### Tasks to carry out
**A.** Return, word for word, the stretch of the Habitat for Humanity article from "Applicants pay a" through "someone else's home.".
**B.** Condense the paragraph of the Habitat for Humanity article that begins "Applicants pay a 30-year mortgage" into a short bulleted list that keeps its main facts.
**C.** According to the Habitat for Humanity article, how much is the organization set to receive from United Way for 2014?

### Text for analysis
···
The Habitat for Humanity currently is finishing exterior construction of its seventh home, located at 502 N. Fifth St., providing hope to Luis and Veronica Jimenez and their seven young sons.

"The grants we get from the United Way really help these families and they change lives," Habitat for Humanity President Carrye Jane Mantilla said. "These boys will now be able to grow up in a nice environment."

Mantilla said the organization received $5,000 from United Way in 2013 and is set to receive $8,000 for 2014.

"All of the funding we get will be going toward building materials," she said.

She said that applicants qualify for Habitat homes based on their current living conditions and their income.

"Habitat builds houses for people. They don't give houses to people," she said.

Applicants pay a 30-year mortgage covering the costs of construction and the lot, but the mortgage is interest-free. They also must invest 300 to 500 hours of work, or sweat equity, on the construction of their home or someone else's home.
···
### Supplied records

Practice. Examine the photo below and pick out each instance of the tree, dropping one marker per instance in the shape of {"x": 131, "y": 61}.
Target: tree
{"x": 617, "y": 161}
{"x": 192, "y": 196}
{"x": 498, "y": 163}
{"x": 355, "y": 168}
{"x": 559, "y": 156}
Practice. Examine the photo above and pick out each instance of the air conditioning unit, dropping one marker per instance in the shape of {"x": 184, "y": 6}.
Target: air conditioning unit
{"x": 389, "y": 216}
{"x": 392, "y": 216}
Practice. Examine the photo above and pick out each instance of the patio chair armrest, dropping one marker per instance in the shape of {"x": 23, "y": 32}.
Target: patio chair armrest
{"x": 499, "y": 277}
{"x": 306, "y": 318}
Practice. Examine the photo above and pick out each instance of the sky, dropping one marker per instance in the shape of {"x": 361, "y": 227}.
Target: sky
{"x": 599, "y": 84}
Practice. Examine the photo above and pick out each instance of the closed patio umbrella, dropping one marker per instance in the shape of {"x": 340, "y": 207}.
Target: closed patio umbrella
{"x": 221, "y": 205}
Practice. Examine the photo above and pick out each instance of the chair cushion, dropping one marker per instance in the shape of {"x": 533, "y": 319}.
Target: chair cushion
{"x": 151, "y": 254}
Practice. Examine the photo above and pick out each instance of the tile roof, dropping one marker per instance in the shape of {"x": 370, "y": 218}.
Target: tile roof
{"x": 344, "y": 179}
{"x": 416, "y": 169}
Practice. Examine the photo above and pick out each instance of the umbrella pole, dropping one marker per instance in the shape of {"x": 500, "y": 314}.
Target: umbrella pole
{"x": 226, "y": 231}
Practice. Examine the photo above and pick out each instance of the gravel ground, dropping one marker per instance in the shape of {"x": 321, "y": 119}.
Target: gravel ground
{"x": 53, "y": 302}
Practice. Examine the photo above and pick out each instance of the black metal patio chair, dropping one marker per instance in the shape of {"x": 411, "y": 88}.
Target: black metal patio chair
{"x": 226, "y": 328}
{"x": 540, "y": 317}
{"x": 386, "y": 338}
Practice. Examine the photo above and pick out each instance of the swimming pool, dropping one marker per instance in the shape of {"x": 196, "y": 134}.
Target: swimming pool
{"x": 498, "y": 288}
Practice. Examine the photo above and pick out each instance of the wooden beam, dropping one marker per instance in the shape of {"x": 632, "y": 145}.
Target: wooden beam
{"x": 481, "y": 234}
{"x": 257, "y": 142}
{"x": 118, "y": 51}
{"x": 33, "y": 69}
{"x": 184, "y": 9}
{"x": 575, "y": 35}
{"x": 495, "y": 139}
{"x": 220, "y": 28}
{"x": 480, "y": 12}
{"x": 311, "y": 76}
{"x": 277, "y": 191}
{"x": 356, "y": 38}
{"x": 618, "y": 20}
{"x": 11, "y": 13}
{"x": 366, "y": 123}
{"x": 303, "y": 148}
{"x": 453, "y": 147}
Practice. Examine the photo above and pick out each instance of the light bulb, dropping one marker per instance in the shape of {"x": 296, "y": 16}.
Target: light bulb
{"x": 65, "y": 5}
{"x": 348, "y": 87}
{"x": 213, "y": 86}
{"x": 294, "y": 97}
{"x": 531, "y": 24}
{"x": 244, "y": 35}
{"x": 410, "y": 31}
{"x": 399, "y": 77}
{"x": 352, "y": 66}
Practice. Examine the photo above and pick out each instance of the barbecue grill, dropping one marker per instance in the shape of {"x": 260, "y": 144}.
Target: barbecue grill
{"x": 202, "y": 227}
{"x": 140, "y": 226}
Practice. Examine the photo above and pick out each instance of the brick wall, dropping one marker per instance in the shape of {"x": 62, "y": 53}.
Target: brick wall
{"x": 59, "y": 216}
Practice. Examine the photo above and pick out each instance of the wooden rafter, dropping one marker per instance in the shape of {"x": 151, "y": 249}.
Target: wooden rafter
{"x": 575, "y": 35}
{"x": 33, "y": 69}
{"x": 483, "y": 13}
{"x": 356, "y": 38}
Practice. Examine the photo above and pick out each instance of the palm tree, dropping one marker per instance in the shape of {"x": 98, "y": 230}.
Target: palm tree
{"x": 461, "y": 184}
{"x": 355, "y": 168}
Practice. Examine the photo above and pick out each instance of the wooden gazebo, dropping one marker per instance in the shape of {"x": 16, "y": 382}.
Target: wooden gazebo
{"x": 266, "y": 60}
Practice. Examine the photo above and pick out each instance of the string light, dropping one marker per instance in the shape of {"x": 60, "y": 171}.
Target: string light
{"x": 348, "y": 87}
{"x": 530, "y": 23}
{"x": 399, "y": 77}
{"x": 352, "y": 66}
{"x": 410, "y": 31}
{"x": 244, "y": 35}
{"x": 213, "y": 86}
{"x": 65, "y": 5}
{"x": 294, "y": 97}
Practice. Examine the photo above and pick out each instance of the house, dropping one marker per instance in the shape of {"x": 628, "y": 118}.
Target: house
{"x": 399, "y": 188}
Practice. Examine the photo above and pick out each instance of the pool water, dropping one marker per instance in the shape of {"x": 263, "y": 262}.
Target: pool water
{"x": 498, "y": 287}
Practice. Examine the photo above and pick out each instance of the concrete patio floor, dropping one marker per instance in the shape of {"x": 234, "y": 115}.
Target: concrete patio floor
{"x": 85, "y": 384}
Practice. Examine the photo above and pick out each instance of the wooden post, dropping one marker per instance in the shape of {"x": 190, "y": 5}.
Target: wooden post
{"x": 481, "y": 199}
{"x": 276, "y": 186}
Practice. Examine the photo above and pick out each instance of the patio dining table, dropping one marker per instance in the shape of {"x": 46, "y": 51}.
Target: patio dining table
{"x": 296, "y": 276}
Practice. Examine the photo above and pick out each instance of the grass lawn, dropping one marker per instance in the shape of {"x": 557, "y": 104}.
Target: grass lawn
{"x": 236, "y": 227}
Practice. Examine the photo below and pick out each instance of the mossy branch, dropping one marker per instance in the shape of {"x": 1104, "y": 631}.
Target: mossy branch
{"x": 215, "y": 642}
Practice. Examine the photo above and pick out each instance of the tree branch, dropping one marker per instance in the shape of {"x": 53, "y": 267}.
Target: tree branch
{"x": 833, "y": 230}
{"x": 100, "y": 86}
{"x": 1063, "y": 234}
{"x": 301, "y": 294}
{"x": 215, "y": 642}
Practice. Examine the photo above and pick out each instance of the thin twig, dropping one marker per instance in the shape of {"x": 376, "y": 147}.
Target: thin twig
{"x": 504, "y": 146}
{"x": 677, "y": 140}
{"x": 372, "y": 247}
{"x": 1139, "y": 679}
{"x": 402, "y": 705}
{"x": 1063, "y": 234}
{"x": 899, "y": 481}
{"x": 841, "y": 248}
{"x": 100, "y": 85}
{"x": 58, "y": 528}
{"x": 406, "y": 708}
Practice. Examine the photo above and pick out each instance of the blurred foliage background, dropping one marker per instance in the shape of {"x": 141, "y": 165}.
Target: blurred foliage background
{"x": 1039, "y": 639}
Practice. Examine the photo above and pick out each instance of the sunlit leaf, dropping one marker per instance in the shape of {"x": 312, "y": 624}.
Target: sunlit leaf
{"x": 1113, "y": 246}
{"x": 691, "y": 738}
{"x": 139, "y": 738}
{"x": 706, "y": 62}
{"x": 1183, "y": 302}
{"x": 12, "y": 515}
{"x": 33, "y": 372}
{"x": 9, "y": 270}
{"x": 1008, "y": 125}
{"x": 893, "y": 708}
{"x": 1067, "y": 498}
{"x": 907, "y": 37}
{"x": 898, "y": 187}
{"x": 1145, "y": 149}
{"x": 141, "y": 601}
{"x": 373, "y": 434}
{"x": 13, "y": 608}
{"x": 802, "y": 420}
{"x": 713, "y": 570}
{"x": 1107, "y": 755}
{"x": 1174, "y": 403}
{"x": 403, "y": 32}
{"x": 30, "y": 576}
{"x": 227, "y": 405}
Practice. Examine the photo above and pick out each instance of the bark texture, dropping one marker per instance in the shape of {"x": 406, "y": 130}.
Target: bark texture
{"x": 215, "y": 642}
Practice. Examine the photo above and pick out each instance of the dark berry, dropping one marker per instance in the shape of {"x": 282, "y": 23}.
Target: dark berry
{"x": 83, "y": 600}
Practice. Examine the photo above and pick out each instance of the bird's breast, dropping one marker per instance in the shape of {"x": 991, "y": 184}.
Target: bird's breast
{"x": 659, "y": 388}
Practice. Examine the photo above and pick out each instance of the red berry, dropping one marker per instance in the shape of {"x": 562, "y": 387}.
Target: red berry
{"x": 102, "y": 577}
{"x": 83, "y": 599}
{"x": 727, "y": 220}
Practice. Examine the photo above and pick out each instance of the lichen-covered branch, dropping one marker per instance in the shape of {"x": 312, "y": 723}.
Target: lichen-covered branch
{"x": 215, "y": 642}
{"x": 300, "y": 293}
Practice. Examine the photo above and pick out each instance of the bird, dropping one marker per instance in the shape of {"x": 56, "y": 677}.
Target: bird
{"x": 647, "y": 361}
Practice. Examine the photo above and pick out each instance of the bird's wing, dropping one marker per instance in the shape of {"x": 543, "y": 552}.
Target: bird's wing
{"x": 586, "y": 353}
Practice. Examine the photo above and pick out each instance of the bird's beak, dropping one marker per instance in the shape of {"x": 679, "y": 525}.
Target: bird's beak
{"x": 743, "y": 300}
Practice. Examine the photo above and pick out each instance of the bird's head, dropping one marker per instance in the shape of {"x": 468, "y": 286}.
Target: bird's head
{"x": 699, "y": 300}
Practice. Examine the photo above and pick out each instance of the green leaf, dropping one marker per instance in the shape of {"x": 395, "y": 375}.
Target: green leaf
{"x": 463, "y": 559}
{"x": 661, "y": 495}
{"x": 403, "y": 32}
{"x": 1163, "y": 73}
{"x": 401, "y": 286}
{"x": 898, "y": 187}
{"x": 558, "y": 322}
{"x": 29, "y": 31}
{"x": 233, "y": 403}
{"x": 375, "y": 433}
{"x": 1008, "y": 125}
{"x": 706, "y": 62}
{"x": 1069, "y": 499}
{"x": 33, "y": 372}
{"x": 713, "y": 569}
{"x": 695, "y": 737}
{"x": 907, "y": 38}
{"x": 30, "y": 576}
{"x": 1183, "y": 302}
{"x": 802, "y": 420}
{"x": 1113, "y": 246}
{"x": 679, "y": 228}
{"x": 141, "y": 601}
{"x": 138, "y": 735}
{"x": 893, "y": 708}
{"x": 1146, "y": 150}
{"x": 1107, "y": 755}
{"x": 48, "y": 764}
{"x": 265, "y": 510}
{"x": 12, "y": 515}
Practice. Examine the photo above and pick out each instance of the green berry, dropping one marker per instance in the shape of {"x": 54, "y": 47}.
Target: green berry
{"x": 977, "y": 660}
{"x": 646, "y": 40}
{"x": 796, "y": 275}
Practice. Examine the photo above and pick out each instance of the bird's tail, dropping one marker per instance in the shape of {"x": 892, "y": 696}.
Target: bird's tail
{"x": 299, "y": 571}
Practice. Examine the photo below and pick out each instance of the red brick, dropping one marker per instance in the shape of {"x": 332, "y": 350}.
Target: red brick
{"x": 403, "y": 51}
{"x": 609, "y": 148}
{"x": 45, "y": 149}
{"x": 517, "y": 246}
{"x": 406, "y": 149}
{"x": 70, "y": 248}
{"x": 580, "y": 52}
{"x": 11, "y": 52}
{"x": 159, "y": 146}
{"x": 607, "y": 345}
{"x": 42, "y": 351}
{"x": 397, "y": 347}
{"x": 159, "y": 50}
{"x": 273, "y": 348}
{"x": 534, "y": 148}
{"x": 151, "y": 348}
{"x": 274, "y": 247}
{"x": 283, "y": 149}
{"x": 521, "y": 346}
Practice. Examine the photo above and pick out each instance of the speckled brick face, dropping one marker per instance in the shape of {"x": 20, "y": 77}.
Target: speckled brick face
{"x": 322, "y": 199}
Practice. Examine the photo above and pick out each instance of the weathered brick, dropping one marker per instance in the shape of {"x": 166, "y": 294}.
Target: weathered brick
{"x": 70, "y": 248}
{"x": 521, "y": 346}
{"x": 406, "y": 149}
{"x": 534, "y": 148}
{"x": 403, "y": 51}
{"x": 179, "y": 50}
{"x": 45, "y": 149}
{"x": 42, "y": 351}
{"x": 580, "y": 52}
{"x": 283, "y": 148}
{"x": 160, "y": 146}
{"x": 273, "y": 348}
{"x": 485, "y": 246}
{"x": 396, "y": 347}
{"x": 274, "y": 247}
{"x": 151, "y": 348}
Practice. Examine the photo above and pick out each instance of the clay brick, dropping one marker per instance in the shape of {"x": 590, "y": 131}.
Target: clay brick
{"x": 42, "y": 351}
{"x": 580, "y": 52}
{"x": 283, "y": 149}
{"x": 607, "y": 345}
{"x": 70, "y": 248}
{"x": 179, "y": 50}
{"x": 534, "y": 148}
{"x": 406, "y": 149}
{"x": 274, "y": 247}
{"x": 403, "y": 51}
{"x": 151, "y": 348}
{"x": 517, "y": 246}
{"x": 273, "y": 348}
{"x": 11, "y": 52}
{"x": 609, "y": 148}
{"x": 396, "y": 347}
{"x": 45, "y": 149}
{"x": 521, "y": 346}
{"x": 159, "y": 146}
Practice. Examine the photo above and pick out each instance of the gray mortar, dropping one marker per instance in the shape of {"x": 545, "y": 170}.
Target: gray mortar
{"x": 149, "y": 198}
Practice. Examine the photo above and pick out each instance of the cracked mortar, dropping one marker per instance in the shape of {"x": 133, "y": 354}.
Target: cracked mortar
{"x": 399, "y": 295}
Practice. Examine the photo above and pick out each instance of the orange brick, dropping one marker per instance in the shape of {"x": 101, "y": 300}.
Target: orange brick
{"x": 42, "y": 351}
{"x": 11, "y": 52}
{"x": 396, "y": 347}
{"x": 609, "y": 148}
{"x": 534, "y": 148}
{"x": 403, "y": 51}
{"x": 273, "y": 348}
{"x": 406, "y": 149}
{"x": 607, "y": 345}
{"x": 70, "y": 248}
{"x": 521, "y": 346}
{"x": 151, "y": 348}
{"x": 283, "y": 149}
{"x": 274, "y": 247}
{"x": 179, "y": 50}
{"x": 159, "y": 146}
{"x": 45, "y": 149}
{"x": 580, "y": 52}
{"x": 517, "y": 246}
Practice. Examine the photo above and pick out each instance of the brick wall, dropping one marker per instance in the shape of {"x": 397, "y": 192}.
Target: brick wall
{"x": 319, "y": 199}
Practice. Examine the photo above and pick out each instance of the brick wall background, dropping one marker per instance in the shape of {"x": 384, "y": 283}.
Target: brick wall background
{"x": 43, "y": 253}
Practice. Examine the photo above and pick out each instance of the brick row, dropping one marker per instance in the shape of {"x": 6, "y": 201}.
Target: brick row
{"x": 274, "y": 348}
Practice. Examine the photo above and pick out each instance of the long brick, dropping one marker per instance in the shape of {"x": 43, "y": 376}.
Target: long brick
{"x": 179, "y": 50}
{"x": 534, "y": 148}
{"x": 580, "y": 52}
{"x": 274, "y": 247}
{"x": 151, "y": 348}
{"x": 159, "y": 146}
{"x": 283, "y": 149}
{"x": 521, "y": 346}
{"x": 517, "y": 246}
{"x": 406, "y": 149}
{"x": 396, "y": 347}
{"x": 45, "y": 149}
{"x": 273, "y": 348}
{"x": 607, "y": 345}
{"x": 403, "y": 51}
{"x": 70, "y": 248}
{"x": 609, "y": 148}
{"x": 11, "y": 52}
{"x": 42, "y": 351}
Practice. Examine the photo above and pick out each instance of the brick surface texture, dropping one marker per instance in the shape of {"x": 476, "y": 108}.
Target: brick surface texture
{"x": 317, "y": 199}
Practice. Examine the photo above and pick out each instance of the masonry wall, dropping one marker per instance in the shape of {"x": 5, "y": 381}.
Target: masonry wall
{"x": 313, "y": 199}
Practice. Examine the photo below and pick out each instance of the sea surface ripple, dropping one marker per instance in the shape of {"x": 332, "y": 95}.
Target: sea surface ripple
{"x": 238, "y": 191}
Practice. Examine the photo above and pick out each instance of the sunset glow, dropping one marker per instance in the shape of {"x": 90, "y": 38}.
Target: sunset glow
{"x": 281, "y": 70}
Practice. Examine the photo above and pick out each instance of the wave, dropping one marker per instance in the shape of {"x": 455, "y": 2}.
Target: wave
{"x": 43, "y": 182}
···
### Answers by item
**A.**
Applicants pay a 30-year mortgage covering the costs of construction and the lot, but the mortgage is interest-free. They also must invest 300 to 500 hours of work, or sweat equity, on the construction of their home or someone else's home.

**B.**
- Applicants pay a 30-year mortgage that covers the costs of construction and the lot.
- The mortgage is interest-free.
- Applicants must invest 300 to 500 hours of work, or sweat equity, building their own home or someone else's.

**C.** $8,000.